> [Your goal] Output each entry verbatim and exclude every picture from it.

Rows from a dataset
:::
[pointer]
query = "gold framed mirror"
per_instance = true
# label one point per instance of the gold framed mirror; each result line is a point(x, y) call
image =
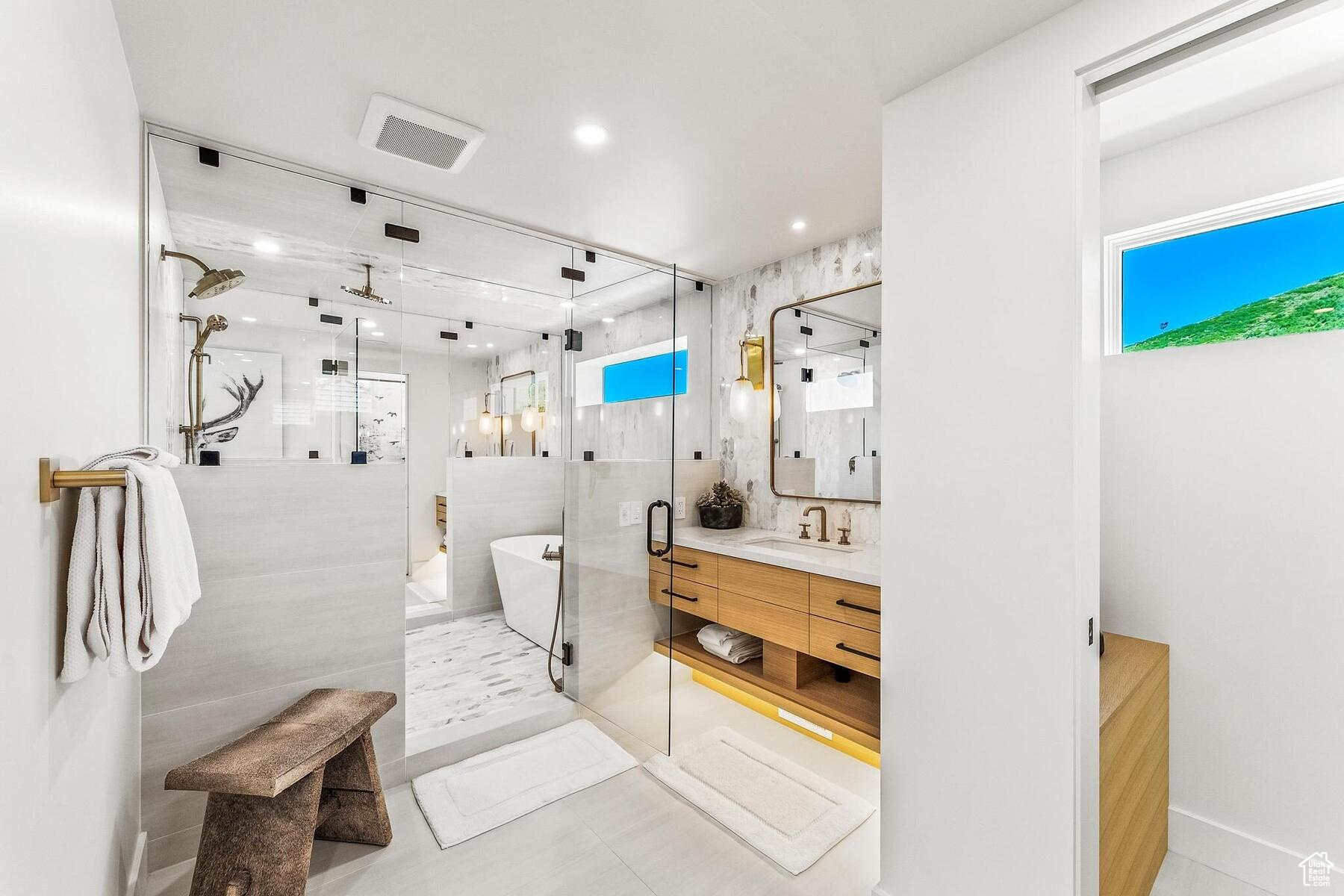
point(826, 396)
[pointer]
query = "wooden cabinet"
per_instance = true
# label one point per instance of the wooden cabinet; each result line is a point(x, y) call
point(850, 602)
point(846, 645)
point(1135, 736)
point(762, 582)
point(766, 621)
point(687, 563)
point(683, 594)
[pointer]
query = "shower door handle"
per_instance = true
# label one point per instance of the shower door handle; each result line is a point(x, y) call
point(648, 528)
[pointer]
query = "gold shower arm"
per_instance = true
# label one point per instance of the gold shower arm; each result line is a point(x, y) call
point(52, 480)
point(167, 253)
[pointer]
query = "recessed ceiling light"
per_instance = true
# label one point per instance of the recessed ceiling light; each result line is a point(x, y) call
point(591, 134)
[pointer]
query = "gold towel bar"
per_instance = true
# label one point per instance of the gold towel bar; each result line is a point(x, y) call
point(52, 480)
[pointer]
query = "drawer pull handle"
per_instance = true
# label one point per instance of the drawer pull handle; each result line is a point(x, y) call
point(875, 659)
point(682, 563)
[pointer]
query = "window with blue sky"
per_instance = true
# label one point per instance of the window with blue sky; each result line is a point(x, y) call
point(1269, 277)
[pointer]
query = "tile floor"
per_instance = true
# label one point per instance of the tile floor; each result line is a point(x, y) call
point(631, 836)
point(444, 672)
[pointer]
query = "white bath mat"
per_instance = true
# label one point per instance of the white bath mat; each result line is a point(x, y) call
point(495, 788)
point(780, 808)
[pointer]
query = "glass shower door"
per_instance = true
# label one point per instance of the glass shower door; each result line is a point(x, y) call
point(625, 368)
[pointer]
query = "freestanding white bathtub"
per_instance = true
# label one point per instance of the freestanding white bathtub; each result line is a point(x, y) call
point(527, 585)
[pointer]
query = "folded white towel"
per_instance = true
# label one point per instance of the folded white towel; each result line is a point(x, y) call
point(738, 655)
point(724, 635)
point(132, 567)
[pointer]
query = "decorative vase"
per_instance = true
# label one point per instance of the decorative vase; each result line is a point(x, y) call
point(721, 517)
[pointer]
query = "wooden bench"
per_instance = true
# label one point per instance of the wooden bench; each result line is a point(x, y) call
point(307, 773)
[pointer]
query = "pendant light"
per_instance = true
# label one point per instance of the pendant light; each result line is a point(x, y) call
point(487, 422)
point(530, 420)
point(741, 393)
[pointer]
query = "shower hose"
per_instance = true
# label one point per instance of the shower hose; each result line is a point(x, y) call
point(559, 603)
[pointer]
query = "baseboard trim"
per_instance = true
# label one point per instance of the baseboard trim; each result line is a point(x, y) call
point(137, 876)
point(1236, 853)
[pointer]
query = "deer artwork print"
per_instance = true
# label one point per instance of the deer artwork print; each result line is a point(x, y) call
point(243, 394)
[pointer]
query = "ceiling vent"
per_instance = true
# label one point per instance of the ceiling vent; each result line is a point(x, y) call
point(420, 134)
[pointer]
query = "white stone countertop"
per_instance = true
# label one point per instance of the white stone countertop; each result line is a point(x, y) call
point(856, 563)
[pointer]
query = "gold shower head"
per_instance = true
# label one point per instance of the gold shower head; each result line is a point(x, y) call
point(213, 282)
point(367, 292)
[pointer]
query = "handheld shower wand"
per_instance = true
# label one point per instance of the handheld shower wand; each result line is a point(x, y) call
point(195, 391)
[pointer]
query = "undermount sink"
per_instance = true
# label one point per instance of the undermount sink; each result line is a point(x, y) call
point(796, 546)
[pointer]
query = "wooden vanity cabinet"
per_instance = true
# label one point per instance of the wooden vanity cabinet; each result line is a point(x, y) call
point(806, 623)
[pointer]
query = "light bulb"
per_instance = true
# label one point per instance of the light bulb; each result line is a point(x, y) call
point(739, 399)
point(530, 421)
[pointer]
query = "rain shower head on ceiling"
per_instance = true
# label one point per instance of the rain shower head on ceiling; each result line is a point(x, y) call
point(367, 292)
point(213, 282)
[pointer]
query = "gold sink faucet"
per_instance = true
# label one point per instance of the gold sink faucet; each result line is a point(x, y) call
point(821, 531)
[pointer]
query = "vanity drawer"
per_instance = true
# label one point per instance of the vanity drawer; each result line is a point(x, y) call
point(773, 585)
point(692, 597)
point(768, 621)
point(850, 602)
point(687, 563)
point(827, 638)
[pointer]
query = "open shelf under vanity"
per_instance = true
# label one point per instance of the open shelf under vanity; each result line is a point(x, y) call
point(815, 632)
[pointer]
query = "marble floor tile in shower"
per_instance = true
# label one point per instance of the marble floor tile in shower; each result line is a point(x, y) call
point(470, 668)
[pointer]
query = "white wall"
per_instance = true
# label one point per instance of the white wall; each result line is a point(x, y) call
point(991, 489)
point(1221, 520)
point(430, 417)
point(70, 230)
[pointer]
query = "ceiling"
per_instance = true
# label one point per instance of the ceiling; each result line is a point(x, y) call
point(1272, 67)
point(729, 119)
point(319, 242)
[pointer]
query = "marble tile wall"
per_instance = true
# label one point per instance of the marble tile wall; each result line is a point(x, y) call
point(647, 430)
point(742, 304)
point(302, 571)
point(488, 499)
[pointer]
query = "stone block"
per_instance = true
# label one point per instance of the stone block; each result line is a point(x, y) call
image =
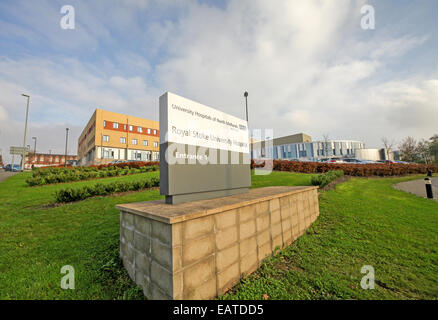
point(274, 205)
point(197, 249)
point(197, 228)
point(162, 278)
point(143, 263)
point(262, 221)
point(142, 225)
point(275, 216)
point(198, 273)
point(247, 229)
point(226, 219)
point(263, 237)
point(141, 243)
point(227, 278)
point(249, 263)
point(206, 290)
point(162, 232)
point(162, 254)
point(227, 257)
point(262, 208)
point(226, 237)
point(247, 213)
point(177, 233)
point(264, 251)
point(248, 246)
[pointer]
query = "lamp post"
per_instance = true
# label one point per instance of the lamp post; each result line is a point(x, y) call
point(34, 146)
point(246, 102)
point(245, 94)
point(25, 129)
point(66, 141)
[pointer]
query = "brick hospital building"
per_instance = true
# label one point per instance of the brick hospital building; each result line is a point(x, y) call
point(111, 136)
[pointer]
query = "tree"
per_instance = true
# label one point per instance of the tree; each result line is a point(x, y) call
point(408, 150)
point(423, 151)
point(388, 146)
point(325, 136)
point(433, 147)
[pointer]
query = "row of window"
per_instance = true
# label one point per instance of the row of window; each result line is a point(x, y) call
point(131, 128)
point(133, 141)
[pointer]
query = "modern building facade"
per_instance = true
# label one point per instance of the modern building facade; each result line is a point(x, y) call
point(47, 159)
point(301, 147)
point(111, 136)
:::
> [Output for this task]
[pointer]
query = "gold framed mirror"
per_instance = true
# label one point per instance of the gold framed mirror; each result line is a point(x, y) call
image =
point(826, 396)
[pointer]
query = "wooden cabinet"
per_instance = true
# label one point per instance of the wooden cabinet; each result line is a point(x, y) call
point(850, 602)
point(846, 645)
point(1135, 736)
point(762, 582)
point(766, 621)
point(687, 563)
point(683, 594)
[pointer]
query = "shower door handle"
per_instance = true
# label one point per instance of the shower door handle; each result line is a point(x, y) call
point(648, 528)
[pointer]
query = "gold shower arm"
per_instance = true
# label one point per instance of the gold shower arm; each result line is a point(x, y) call
point(52, 480)
point(167, 253)
[pointer]
query = "recessed ceiling light"
per_instance = true
# label one point per instance of the recessed ceiling light; each result line is a point(x, y) call
point(591, 134)
[pointer]
query = "gold towel bar"
per_instance = true
# label one point per instance of the gold towel bar; each result line is a point(x, y) call
point(52, 480)
[pointer]
query = "drawer pull handle"
per_instance = true
# label one point per instance of the drawer pull handle; each result line is a point(x, y) call
point(875, 659)
point(682, 563)
[pointer]
query = "window with blue sky"
per_instance = true
# label one point per instance of the window with blue sky; each result line is a point(x, y) call
point(1269, 277)
[pointer]
query = "tile floor"
per_instance = true
# label one point per instance of the tile floor; each result line is a point(x, y) call
point(631, 836)
point(444, 672)
[pointer]
query = "white bath mat"
per_instance = true
# label one point per instance of the white bath mat; each result line is a point(x, y) call
point(495, 788)
point(780, 808)
[pointer]
query = "glass shower door"
per_instance = true
# label one point per instance of the glass shower door; each result line is a point(x, y) call
point(625, 368)
[pointer]
query = "freestanding white bathtub"
per_instance = true
# label one point per instance of the freestanding white bathtub; each result line is a point(x, y) call
point(527, 585)
[pointer]
query = "folded white towel"
per_instance = true
# label one point per instance of the folded white towel; each result line is a point(x, y) call
point(738, 655)
point(724, 635)
point(132, 567)
[pointer]
query = "decorative vase"
per_instance = true
# label one point per instance of the decorative vase; each result line is a point(x, y) call
point(721, 517)
[pointer]
query = "wooden bench"
per_instance = true
# label one point per instance of the wooden bench; each result line is a point(x, y) call
point(307, 773)
[pointer]
query = "pendant light"
per_instance = true
# label one point per instance of the pendant light; each result line is a point(x, y) call
point(487, 422)
point(530, 420)
point(741, 393)
[pointer]
query = "shower hose"
per_instance = true
# label one point per instance of the shower hose; each result line is a point(x, y) call
point(559, 603)
[pointer]
query = "baseboard trim"
per_instance = true
# label one point per instance of the baseboard trim; each result line is a point(x, y) call
point(137, 876)
point(1236, 853)
[pointer]
query = "deer artwork print"
per_instance = true
# label one point per instance of the deer artwork print; each result line is a point(x, y) call
point(243, 394)
[pointer]
query = "ceiling vent"
per_instance = true
# label one point per instance of the ceiling vent; each result line is a point(x, y) call
point(420, 134)
[pointer]
query = "white stone countertop"
per_instance = true
# label one point per instance of the white stone countertop; each result line is a point(x, y) call
point(856, 563)
[pointer]
query = "gold shower head"
per_instance = true
# label one point per instance of the gold shower head; each result line is a point(x, y) call
point(213, 282)
point(367, 292)
[pointer]
query = "handheld shower wand"
per_instance = true
# label one point per instance of the handheld shower wand; each result line is a point(x, y) call
point(195, 391)
[pointer]
query = "undermount sink"
per_instance = true
# label one point per instance of the undermount sink; each result line is a point(x, y) call
point(796, 546)
[pointer]
query = "wooden vanity cabinet"
per_instance = true
# label one point per instance of the wooden vanity cabinet; each result line is a point(x, y) call
point(806, 623)
[pointer]
query = "light bulb"
per_instance = true
# label one point per instance of the light bulb; each result line is a point(x, y) call
point(739, 399)
point(530, 421)
[pointer]
query = "rain shower head on ceiling"
per_instance = true
# label one point per instance of the rain shower head on ceiling; each result line is a point(x, y) call
point(367, 292)
point(213, 282)
[pointer]
query = "gold sink faucet"
per_instance = true
# label one point per instance of the gold sink faucet; each result line is a point(x, y) call
point(821, 531)
[pointer]
query = "vanity drawer"
per_instance = true
# label one point per instance of the vanity drawer; each result line is a point(x, y) call
point(773, 585)
point(692, 597)
point(768, 621)
point(850, 602)
point(687, 563)
point(827, 638)
[pointer]
query = "open shelf under vanity"
per_instance = true
# label one point per instance of the open shelf under vanity; each result line is a point(x, y) call
point(815, 632)
[pointer]
query = "marble floor tile in shower"
per_instance = true
# label one point per instance of the marble floor tile in shower; each result line is a point(x, y) call
point(470, 668)
[pointer]
query = "white wall"
per_instance = true
# label one point per instance of the white wall; each result line is a point(x, y) call
point(991, 489)
point(1221, 520)
point(430, 417)
point(70, 230)
[pointer]
query = "ceiling"
per_instance = true
# label one point per instance of the ceiling; each result line is a point(x, y) call
point(1272, 67)
point(729, 119)
point(319, 242)
[pointer]
query = "marble tile wall"
per_instance = true
# label one point per instance of the marble tile wall; each result line is a point(x, y) call
point(647, 430)
point(742, 304)
point(302, 571)
point(488, 499)
[pointer]
query = "stone block"
per_instance = true
# label one point per instance of the stone block; each result line is a point(x, y) call
image =
point(274, 205)
point(197, 249)
point(197, 228)
point(162, 278)
point(143, 263)
point(262, 221)
point(142, 225)
point(275, 216)
point(198, 273)
point(247, 229)
point(226, 219)
point(263, 237)
point(141, 243)
point(227, 278)
point(249, 263)
point(206, 290)
point(162, 232)
point(162, 254)
point(227, 257)
point(262, 208)
point(226, 237)
point(247, 213)
point(177, 233)
point(264, 251)
point(248, 246)
[pointer]
query = "lamp post"
per_instance = true
# label one point per instance of the lamp post; each result line is a point(x, y) call
point(34, 146)
point(246, 102)
point(245, 94)
point(25, 129)
point(66, 141)
[pointer]
query = "brick hospital building"
per_instance = true
# label one point per instance of the brick hospital building; each result line is a point(x, y) call
point(111, 136)
[pointer]
query = "tree"
per_instance = true
# label one point per instance of the tree; each result line is a point(x, y) call
point(408, 150)
point(423, 151)
point(388, 146)
point(325, 136)
point(433, 147)
[pointer]
query = "row of window"
per_instance = true
# label one point per instance of the row of window; each result line is a point(x, y) call
point(131, 128)
point(133, 141)
[pointer]
query = "modern building facade"
per_instance = true
# label one point per instance of the modern building facade; each result line is a point(x, y) call
point(47, 159)
point(301, 147)
point(111, 136)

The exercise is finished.